* [EXERCISE AIM]
In the data items below, copy word for word everything from the line containing "of the plain" down to the line containing "[(203, 95), (235, 96)]", including both of those lines.

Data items
---

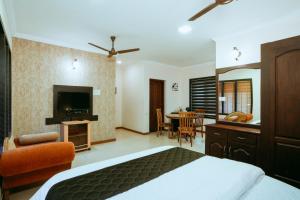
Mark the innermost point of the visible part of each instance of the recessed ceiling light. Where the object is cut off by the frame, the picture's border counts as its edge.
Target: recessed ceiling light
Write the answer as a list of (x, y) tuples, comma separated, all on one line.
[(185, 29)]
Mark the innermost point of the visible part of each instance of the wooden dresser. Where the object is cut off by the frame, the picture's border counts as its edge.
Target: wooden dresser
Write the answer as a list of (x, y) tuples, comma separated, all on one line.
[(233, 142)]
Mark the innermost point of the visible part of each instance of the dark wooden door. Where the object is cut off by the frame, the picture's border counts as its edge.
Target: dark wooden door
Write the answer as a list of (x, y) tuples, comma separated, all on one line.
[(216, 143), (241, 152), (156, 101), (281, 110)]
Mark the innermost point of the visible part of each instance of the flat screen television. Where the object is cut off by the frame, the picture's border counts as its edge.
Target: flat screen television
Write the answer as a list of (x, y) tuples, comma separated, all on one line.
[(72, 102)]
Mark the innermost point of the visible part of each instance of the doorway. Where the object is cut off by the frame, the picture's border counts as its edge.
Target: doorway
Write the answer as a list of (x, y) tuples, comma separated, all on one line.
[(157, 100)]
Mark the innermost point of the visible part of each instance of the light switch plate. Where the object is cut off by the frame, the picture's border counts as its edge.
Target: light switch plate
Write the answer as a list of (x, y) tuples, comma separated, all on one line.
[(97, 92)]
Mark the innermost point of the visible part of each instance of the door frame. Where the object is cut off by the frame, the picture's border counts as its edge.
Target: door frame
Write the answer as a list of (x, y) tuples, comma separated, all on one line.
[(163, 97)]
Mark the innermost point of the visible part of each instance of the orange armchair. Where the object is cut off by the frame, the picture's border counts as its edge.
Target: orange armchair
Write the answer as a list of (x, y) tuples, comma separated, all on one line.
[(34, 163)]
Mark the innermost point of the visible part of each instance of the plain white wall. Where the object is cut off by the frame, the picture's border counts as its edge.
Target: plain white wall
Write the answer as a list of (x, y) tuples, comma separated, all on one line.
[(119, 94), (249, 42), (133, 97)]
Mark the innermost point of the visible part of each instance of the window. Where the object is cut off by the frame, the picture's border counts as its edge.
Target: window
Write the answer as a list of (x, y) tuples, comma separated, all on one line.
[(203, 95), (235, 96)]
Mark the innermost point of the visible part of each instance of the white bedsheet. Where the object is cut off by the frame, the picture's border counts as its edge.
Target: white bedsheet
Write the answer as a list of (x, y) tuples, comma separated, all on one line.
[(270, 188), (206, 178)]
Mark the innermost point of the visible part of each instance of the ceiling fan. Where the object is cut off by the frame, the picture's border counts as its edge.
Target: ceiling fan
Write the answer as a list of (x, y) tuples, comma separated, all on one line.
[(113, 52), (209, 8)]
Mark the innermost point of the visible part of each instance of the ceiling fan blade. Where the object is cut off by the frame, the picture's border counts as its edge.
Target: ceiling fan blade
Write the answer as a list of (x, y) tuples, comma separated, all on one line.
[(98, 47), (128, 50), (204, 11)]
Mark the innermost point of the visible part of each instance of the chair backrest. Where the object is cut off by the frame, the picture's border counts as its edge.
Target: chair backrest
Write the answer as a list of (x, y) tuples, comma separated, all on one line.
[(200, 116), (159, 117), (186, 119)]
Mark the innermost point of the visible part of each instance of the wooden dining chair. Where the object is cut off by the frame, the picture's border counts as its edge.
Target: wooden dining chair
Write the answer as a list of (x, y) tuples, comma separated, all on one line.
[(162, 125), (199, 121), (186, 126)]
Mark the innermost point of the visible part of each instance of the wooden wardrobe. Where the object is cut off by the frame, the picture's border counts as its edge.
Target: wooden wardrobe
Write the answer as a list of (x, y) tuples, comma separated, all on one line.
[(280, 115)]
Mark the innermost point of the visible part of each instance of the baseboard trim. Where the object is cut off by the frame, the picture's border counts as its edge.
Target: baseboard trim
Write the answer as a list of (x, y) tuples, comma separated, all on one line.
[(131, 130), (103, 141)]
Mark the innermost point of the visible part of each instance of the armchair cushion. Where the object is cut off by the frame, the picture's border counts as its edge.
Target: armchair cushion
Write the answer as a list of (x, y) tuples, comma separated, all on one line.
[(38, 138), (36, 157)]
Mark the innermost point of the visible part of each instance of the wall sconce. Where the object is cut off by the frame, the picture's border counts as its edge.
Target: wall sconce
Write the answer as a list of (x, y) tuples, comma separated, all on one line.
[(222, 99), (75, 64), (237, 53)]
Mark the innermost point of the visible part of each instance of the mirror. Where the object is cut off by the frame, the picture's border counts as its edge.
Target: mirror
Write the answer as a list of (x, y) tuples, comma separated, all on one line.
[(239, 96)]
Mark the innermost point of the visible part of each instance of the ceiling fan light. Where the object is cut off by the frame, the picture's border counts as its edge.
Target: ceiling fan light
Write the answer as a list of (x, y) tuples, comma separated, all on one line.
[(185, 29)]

---

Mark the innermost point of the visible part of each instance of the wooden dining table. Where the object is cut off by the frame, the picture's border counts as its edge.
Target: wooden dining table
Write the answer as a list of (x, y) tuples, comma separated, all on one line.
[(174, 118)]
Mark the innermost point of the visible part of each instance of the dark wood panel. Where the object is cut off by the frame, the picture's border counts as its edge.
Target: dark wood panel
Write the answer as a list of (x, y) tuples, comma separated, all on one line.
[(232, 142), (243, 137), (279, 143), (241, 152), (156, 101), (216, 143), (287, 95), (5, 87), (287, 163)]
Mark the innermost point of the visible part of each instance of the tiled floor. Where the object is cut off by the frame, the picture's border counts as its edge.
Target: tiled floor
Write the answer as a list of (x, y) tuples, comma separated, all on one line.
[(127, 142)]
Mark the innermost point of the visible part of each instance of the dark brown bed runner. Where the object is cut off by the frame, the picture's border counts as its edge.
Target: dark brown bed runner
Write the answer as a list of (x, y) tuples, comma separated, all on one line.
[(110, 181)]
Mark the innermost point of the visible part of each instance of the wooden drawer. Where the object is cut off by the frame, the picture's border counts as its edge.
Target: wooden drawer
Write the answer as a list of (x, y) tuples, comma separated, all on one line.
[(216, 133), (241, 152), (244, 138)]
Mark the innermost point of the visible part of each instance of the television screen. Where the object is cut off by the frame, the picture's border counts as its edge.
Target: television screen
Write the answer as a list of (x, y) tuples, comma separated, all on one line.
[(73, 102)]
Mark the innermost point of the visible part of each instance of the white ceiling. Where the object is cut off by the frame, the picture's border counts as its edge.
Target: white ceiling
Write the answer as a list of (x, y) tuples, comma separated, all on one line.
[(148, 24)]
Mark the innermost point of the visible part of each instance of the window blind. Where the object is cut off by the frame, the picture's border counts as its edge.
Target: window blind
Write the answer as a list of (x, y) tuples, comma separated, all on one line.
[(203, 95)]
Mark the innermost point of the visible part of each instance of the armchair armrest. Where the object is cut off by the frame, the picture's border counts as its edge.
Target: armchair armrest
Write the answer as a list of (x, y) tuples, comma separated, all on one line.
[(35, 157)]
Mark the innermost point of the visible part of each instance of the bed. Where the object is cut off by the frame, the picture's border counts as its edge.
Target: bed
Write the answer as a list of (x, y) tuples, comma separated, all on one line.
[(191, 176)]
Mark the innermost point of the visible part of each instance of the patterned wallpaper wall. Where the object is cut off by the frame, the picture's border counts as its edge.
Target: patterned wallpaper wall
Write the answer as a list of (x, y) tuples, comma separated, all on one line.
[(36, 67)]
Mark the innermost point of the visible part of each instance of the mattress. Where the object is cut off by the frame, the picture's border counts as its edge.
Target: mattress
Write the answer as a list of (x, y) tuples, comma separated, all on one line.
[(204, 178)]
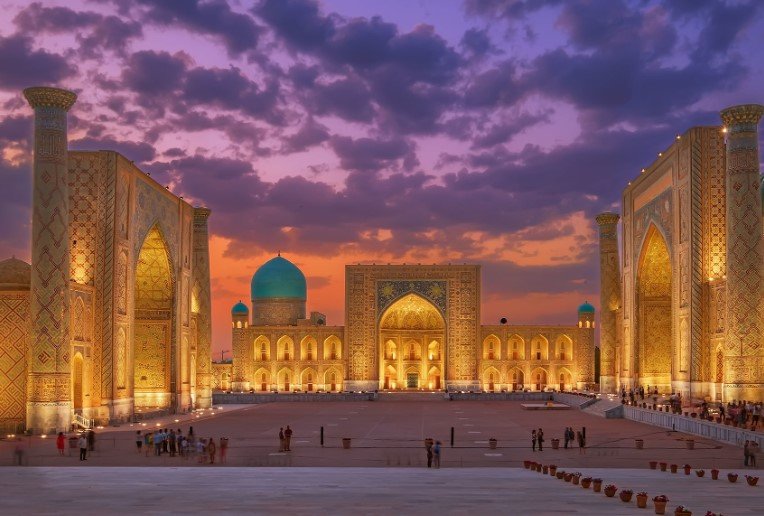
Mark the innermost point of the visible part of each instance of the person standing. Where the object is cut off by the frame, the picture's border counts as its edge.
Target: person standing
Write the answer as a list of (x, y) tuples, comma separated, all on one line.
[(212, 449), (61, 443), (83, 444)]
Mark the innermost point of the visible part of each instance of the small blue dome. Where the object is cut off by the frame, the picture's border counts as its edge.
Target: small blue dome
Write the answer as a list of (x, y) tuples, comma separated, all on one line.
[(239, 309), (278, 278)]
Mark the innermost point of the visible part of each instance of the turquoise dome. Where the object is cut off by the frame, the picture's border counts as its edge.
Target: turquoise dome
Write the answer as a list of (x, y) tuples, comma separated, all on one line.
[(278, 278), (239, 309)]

---

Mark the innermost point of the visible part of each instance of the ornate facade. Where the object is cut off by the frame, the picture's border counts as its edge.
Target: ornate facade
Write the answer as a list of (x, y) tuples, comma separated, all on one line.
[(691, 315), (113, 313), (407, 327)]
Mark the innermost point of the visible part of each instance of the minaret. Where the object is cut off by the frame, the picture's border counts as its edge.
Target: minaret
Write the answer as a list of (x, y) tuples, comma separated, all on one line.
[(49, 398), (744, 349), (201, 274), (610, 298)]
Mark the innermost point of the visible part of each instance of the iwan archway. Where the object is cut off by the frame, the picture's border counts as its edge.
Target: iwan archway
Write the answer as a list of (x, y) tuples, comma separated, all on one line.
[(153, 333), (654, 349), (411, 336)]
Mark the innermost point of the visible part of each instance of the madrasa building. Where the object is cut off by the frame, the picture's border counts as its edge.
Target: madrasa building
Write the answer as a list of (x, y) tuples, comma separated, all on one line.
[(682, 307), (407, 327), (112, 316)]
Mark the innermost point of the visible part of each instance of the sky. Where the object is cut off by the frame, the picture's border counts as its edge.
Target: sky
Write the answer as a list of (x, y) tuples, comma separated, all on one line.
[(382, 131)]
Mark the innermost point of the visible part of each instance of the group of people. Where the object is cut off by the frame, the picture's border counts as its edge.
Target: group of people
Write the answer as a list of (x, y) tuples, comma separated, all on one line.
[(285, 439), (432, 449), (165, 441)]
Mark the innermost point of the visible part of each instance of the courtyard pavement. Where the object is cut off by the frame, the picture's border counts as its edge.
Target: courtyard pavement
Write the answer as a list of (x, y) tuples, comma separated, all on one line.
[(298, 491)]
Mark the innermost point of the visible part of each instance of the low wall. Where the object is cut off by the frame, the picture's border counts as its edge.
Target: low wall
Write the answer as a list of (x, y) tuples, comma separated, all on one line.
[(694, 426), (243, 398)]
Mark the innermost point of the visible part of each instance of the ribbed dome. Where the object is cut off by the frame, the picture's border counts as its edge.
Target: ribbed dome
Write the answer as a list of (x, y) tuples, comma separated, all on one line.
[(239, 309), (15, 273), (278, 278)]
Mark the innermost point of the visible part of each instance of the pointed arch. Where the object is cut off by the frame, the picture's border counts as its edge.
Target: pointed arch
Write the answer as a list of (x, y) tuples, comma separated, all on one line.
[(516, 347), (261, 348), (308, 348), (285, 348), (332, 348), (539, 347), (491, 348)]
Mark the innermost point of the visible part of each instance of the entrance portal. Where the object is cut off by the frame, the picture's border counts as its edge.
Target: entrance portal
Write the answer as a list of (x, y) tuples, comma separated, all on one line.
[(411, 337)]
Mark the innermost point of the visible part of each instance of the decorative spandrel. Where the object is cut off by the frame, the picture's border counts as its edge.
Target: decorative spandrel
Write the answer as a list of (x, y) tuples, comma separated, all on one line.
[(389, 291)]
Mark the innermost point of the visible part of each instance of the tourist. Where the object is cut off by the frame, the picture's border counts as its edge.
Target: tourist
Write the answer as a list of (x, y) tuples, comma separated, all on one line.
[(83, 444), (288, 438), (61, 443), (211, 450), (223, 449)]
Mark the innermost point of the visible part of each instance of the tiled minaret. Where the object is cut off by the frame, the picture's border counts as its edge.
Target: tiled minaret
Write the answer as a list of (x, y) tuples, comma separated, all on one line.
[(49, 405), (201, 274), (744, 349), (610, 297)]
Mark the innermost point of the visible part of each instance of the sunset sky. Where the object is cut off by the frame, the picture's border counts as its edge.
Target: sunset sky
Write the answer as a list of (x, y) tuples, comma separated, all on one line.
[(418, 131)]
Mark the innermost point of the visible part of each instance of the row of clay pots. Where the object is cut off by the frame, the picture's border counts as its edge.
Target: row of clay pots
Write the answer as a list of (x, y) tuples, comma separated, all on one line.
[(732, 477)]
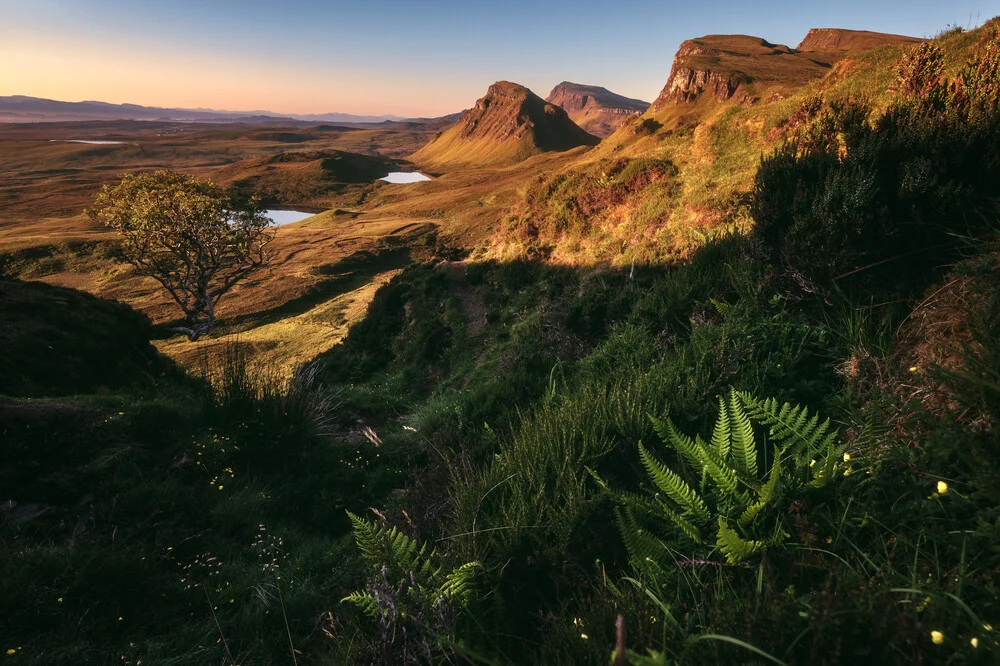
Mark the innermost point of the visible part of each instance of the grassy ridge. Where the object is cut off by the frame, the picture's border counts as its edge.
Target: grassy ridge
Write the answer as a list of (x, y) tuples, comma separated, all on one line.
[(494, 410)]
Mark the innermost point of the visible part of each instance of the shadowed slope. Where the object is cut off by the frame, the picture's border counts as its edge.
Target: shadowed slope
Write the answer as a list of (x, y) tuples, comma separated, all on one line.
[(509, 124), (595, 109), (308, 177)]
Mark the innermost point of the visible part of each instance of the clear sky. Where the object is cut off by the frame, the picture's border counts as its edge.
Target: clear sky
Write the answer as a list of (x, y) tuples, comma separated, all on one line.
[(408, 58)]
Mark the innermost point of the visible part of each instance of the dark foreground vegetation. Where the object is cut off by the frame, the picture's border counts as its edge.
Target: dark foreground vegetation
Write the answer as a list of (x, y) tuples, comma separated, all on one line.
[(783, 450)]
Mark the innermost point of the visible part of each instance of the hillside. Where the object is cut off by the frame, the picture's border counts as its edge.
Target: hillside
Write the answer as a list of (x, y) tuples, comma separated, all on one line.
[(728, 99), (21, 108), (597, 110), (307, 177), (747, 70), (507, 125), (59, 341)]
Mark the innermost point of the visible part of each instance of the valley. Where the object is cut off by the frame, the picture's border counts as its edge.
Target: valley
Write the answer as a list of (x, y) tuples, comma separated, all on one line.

---

* [THE SOLUTION]
Mark the innermost point of the visible part of each instance of the plain white wall. Where the object is cut off by the frame, the picture's border counts as its edge.
Target: plain white wall
Write the answer as a list of (x, y) tuples, comma separated, all on one line.
[(119, 94), (249, 42), (133, 97)]
Mark the innermost point of the visible part of each instance of the window. Where the object is cut off by the frame, the picture's border counts as its edge.
Target: window
Write the answer as a list of (x, y) tuples, comma separated, all on one line.
[(203, 95), (235, 96)]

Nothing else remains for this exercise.